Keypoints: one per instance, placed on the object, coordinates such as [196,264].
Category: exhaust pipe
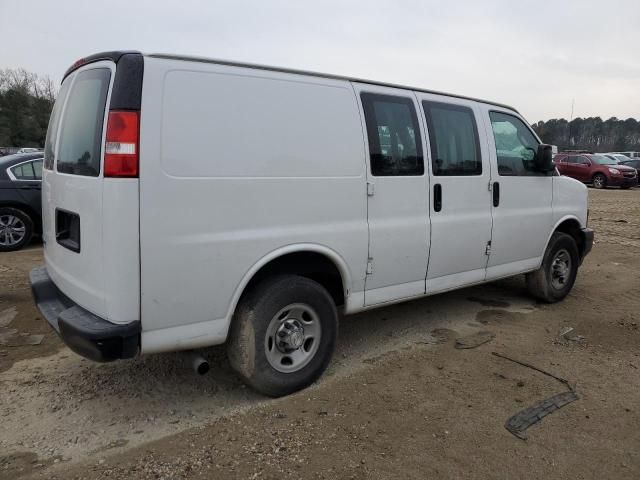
[199,364]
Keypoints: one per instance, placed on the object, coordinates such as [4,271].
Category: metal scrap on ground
[518,423]
[475,339]
[522,420]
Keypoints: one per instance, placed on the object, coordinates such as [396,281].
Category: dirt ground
[398,401]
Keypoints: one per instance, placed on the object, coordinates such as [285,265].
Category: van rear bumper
[85,333]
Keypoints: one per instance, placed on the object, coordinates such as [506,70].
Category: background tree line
[26,100]
[591,133]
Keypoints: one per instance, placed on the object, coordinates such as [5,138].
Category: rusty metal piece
[522,420]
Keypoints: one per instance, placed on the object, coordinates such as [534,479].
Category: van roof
[315,74]
[115,56]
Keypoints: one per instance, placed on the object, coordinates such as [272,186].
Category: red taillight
[121,145]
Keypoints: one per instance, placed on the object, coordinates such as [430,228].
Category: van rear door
[90,221]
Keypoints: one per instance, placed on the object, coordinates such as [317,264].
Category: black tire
[599,181]
[248,338]
[541,283]
[7,212]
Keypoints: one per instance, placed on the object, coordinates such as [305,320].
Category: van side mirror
[543,159]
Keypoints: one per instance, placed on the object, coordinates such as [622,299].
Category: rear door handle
[437,197]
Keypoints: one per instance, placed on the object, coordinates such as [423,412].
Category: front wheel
[599,181]
[555,278]
[283,334]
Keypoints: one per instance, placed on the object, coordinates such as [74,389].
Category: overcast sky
[534,55]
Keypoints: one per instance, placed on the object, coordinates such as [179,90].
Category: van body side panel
[102,276]
[121,249]
[237,163]
[570,200]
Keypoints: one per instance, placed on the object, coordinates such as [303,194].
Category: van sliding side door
[397,193]
[460,178]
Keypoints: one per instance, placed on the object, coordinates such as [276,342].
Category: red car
[599,170]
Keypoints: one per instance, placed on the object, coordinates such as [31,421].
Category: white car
[190,202]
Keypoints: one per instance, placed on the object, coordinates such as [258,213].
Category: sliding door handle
[437,197]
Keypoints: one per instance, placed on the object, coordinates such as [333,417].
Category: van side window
[394,135]
[453,135]
[28,171]
[515,146]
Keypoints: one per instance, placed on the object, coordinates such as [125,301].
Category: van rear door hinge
[369,266]
[370,189]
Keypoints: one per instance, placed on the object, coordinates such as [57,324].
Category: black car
[20,199]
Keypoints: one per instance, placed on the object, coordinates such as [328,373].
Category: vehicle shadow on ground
[139,400]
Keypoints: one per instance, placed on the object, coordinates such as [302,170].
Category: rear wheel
[16,229]
[283,334]
[555,278]
[599,181]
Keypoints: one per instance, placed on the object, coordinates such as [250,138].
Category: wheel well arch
[316,262]
[571,226]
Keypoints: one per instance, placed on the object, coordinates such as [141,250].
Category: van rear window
[80,141]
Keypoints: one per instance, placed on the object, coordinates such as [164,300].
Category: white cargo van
[190,202]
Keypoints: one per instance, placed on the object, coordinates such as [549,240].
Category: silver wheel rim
[598,181]
[12,230]
[293,337]
[561,269]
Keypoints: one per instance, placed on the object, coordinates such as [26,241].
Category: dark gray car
[20,199]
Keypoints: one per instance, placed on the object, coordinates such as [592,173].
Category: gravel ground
[399,401]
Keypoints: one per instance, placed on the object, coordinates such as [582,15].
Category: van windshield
[79,149]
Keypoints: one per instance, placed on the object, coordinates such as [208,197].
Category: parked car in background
[633,163]
[618,157]
[20,200]
[599,170]
[631,155]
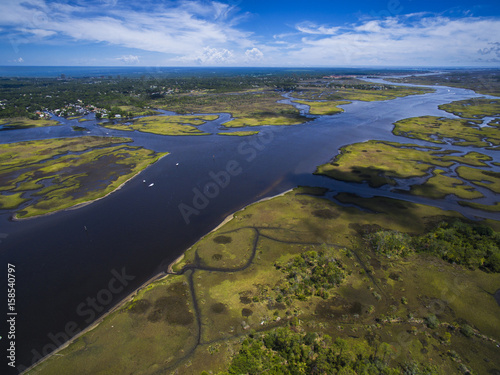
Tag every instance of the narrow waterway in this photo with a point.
(66, 262)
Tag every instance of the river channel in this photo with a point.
(65, 261)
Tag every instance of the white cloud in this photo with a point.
(312, 28)
(172, 30)
(214, 56)
(254, 54)
(179, 32)
(129, 59)
(400, 41)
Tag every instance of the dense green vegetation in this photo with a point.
(388, 314)
(484, 81)
(165, 125)
(352, 89)
(310, 273)
(306, 285)
(471, 245)
(285, 352)
(40, 177)
(473, 108)
(323, 107)
(459, 132)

EXERCISE GOAL
Repeat each line of the records exactly. Do not include the pictures.

RESPONSE BELOW
Keypoints: one per instance, placed on the object, coordinates such as [196,264].
Category: exhaust pipe
[199,364]
Keypoints: one per instance, placed on the object, coordinates such as [4,271].
Category: metal scrap on ground
[518,423]
[475,339]
[522,420]
Keypoints: one per instance, placed on the object, coordinates such as [396,281].
Category: dirt ground
[398,401]
Keypoints: one per instance, placed on the object, coordinates such as [285,265].
Category: van rear bumper
[85,333]
Keypoints: one per instance, placed on the object, coordinates such as [506,70].
Category: background tree line
[26,100]
[591,133]
Keypoints: one per instance, placed on the object, coordinates such as [5,138].
Category: rusty metal piece
[522,420]
Keypoints: one per instance, placed on the object, coordinates such as [534,479].
Category: van roof
[315,74]
[115,56]
Keypoints: one per instance, placed on the object, coordinates such as [272,186].
Category: red taillight
[121,145]
Keypoints: one per instance, placed on the object, coordinates such as [430,228].
Category: van rear door
[90,221]
Keypoints: one per instance, placed on the object, coordinates such as [317,264].
Category: black tire
[599,181]
[248,338]
[541,283]
[7,212]
Keypoints: one per instance, placed on the object, coordinates such as [305,320].
Category: van side mirror
[543,159]
Keypoints: one per instance, placed on the object, coordinates such as [622,299].
Category: rear door handle
[437,197]
Keypoints: one per instance, placed on the object, coordinates such as [423,412].
Category: front wheel
[599,181]
[555,278]
[283,334]
Keypoints: one per instance, placed on the object, coordinates such as [74,389].
Category: overcast sky
[534,55]
Keypoints: one per instance, placed on the object, coordinates such as [179,90].
Category: van body side panel
[102,276]
[121,249]
[237,163]
[570,200]
Keypoints: one per instance, placed on the object, coordinates such as [303,194].
Category: van sliding side door
[397,193]
[460,178]
Keypoints: one per instance, placed on the object, coordinates such as [276,342].
Category: red car
[599,170]
Keypoints: one per instance, placed on the object, coordinates such as [31,421].
Category: white car
[190,202]
Keypoints: one per instance, placed on the object, coordinates such as [258,213].
Category: sliding door handle
[437,197]
Keypoints: one per instance, placed on the object, coordinates such as [333,417].
Category: van side window
[394,135]
[453,135]
[28,171]
[515,146]
Keypoints: one per instance, placed on the object, coordinates such as [125,301].
Category: van rear door hinge
[369,266]
[370,189]
Keypoints: one per instance, placed on the object, coordinates such as [57,324].
Category: black car
[20,199]
Keypoints: one per instance, placed on the object, coordinates such as [328,373].
Category: vehicle shadow on ground
[139,400]
Keypoints: one per instance, placed on the object, coordinates such as [302,170].
Category: rear wheel
[16,229]
[283,334]
[555,278]
[599,181]
Keypoints: one per instance, placed on the object, coordinates such as [250,138].
Category: wheel well arch
[316,262]
[571,226]
Keypoints: one per instance, placed on the object, coordinates such as [141,250].
Category: van rear window
[80,141]
Keypoints: one per instance, placed on the object, coordinates such as [164,300].
Category: white cargo van
[190,202]
Keypoints: one per instance, placed on the object, coordinates such as [549,240].
Category: silver wheel rim
[598,181]
[12,230]
[293,337]
[561,269]
Keypoints: one per instance, placed on the object, coordinates such as [26,241].
Category: dark gray car
[20,199]
Keypoints: one per instance, placed on the object, coordinates such as [592,173].
Category: gravel ground
[399,401]
Keypoints: one per instance, placed on the object, coordinates such as [582,15].
Category: van windshield
[79,149]
Keypoints: one per instance, placed on the object, coordinates such as [208,197].
Category: parked car in background
[633,163]
[618,157]
[20,200]
[599,170]
[631,155]
Tag every instance of the narrow waterway in this photo with a point.
(66, 262)
Tag every instance of the river channel in this photo with a point.
(65, 261)
Tag every instance of the white cloud in this photo with a point.
(312, 28)
(172, 30)
(214, 56)
(254, 54)
(179, 32)
(129, 59)
(400, 41)
Tag every instance of the dense green vegetation in this photo with a point.
(388, 314)
(484, 81)
(165, 125)
(352, 89)
(310, 273)
(306, 285)
(471, 245)
(285, 352)
(40, 177)
(473, 108)
(323, 107)
(459, 132)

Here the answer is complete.